AVAILABLE RECORDS.

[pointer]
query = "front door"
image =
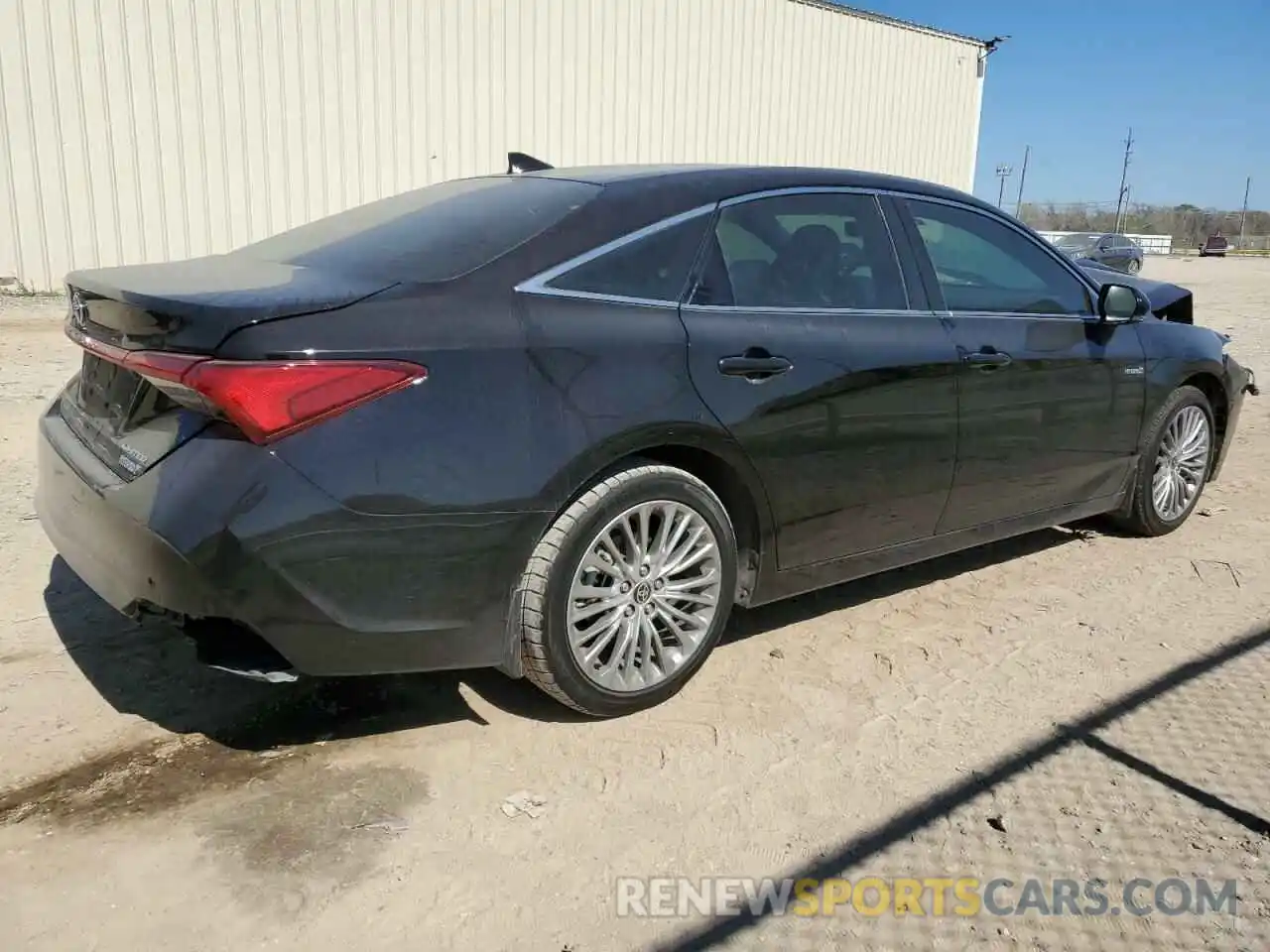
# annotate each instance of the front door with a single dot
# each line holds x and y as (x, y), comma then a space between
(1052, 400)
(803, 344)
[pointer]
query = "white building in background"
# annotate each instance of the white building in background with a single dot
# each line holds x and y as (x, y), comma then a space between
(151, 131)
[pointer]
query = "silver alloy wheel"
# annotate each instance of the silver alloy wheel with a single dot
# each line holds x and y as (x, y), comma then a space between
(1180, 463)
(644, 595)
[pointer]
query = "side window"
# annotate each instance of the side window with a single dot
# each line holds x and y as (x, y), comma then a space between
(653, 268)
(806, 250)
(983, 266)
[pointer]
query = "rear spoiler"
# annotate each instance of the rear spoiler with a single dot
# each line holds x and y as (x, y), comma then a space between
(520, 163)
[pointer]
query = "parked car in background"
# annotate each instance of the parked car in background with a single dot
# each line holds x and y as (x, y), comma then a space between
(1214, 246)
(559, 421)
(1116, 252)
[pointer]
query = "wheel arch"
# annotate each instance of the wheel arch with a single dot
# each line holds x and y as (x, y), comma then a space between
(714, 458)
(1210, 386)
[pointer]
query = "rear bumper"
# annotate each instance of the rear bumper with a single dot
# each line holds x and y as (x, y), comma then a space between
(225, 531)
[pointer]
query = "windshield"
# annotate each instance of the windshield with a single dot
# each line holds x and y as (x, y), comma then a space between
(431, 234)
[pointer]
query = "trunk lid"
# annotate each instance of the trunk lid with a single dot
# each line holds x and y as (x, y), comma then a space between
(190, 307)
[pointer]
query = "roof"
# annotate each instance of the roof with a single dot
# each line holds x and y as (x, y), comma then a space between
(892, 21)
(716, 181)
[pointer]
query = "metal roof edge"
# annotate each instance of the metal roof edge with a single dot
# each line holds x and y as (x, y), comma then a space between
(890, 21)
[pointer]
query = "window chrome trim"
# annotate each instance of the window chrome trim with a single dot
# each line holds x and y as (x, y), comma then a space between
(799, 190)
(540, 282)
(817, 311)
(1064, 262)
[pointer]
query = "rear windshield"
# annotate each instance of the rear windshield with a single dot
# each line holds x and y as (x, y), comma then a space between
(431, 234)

CHALLENGE. Without the pictures, repeat all the records word for word.

THE REPLY.
[pointer]
query = "front door"
image =
# annotate each instance of the front door with a single dot
# each line holds x and y as (x, y), comma then a space between
(1052, 400)
(803, 344)
[pointer]
query = "white building in background"
# annotate each instance of the white building in background with a single dot
# each line holds x and y as (x, y), comma then a space between
(151, 131)
[pointer]
query = "silver alloy wheel"
# annotate each instance of the silver alloy wheel with a single dot
# each line holds x and y as (x, y), comma then a space between
(1180, 463)
(644, 595)
[pointer]
query = "side window"
# annotate each instance of the side window with a single dot
# each line holds x and y as (x, y), comma then a space between
(653, 268)
(806, 250)
(983, 266)
[pointer]
query = "rear spoiler"
# annotate each instance of the rear spoiler with a single dot
# each line holds x and y as (x, y), comma then a space between
(520, 163)
[pointer]
query = "parked car in background"
# annotate each instance of the parked car in background with a single dot
# each line holds x and y as (x, y), comma then a space between
(1214, 246)
(559, 421)
(1116, 252)
[pointer]
query = "wheel arch"
# annotate each instance of the wheel arch with a single dot
# each line holds x and y as (x, y), comma then a space between
(714, 458)
(1210, 386)
[pointer]
query = "rear bumper"
# annotate each instance of the rear bumper with a single dot
# each line holds x and y as (x, y), comma then a space between
(225, 531)
[pointer]
query = "windshield"
# annotate each instance of the windshield with a single dot
# each line holds x and y as (x, y), comma then a space between
(431, 234)
[pointer]
query = "trunk lid"
# annotate each instance of the trunk lid with a single dot
# each line holds x and y as (x, y), comma then a space between
(190, 307)
[pointer]
query = "roof"
# annotate each instance of the roof with a single dot
# each line holds x and y as (x, y), comma then a space between
(892, 21)
(716, 181)
[pointer]
query = "metal roof edge"
# annotate each instance of the metal roof edge with a single dot
# each line holds x and y as (x, y), comma then a space between
(890, 21)
[pointer]
query = "window chrome trim"
# annotate each instance of the window chrome trim with a single dot
# each line holds x and y as (x, y), comma then a space between
(799, 190)
(540, 282)
(817, 311)
(1064, 262)
[pointer]
query = "rear windshield"
# annotate each instance of the rear windshield with a single dot
# each line holds x and y as (x, y), comma then a space between
(431, 234)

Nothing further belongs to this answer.